* [DOKUMEN SUMBER]
+-------+

بِسْمِ اللَّهِ الرَّحْمَنِ الرَّحِيمِ 

#MuslimahSholihah

HUKUM MENUTUP MUKA BAGI WANITA (CADAR)

Oleh: Syaikh Muhammad Nashiruddin Al-Albani

Pertanyaan:

Syaikh Muhammad Nashiruddin Al-Albani ditanya: “Bagaimana hukum wanita menutup muka (cadar) ?”

Jawaban:

Kami tidak mengetahui ada seorang pun dari sahabat yang mewajibkan hal itu. Tetapi lebih utama dan lebih mulia bagi wanita untuk menutup wajah. Adapun mewajibkan sesuatu harus berdasarkan hukum yang jelas dalam syariat. Tidak boleh mewajibkan sesuatu yang tidak diwajibkan Allah.

Oleh karena itu saya telah membuat satu pasal khusus dalam kitab ‘Hijabul Mar’aatul Muslimah’, untuk membantah orang yang menganggap bahwa menutup wajah wanita adalah bid’ah. Saya telah jelaskan bahwa hal ini (menutup wajah) adalah lebih utama bagi wanita.

+-------+

* [KETENTUAN LATIHAN]
1) Kutip setiap kalimat di bagian "Jawaban" dalam tulisan tentang hukum cadar yang memuat bentuk kata "wajib", seperti "mewajibkan" atau "diwajibkan".
2) Lanjutkan tulisan tentang hukum cadar, dimulai tepat setelah kalimat terakhirnya.
Listing di bawah ini sama sekali tidak dipakai.

* [DATA TERSEDIA]
+-------+

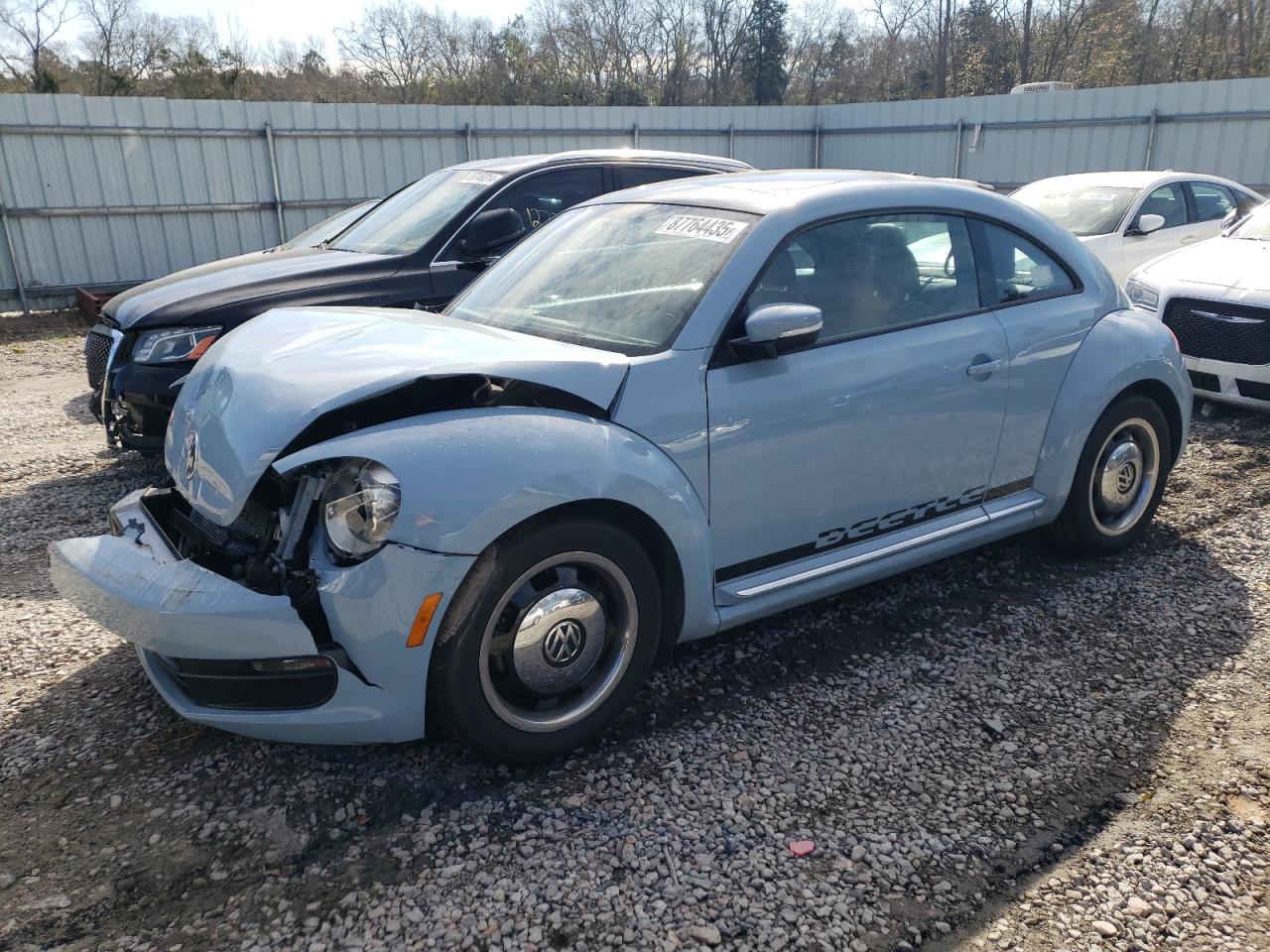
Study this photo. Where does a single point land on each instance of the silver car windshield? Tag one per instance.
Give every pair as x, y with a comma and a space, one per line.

+-------+

* [JAWABAN SOAL]
1)
1. Kami tidak mengetahui ada seorang pun dari sahabat yang mewajibkan hal itu.
2. Adapun mewajibkan sesuatu harus berdasarkan hukum yang jelas dalam syariat.
3. Tidak boleh mewajibkan sesuatu yang tidak diwajibkan Allah.

2)
Hadis Ibnu Abbas menjelaskan bahwa wajah dan kedua telapak tangan bukan termasuk aurat, sebagaimana diriwayatkan oleh Ibnu Abi Syaibah dalam ‘Al-Mushannaf’.

Pendapat kami adalah bahwa hal ini bukanlah hal yang baru. Para ulama dari kalangan ‘As Salafus Shalih’ dan para ahli tafsir seperti Ibnu Jarir Ath-Thabari dan lain-lain mengatakan bahwa wajah bukan termasuk aurat tetapi menutupnya lebih utama.

Sebagian dari mereka berdalil tentang wajibnya menutup wajah bagi wanita dengan kaidah.

“Artinya: Mencegah kerusakan didahulukan daripada mengambil kemanfaatan”

Tanggapan saya:

Memang kaidah ini bukan bid’ah tapi sesuatu yang berdasarkan syariat. Sedangkan orang yang pertama menerima syariat adalah Rasulullah ﷺ. Kemudian orang-orang yang menerima syariat ini dari beliau ﷺ adalah para sahabat. Para Sahabat tentu sudah memahami kaidah ini, walaupun mereka belum menyusunnya dengan tingkatan ilmu Ushul Fiqih seperti di atas.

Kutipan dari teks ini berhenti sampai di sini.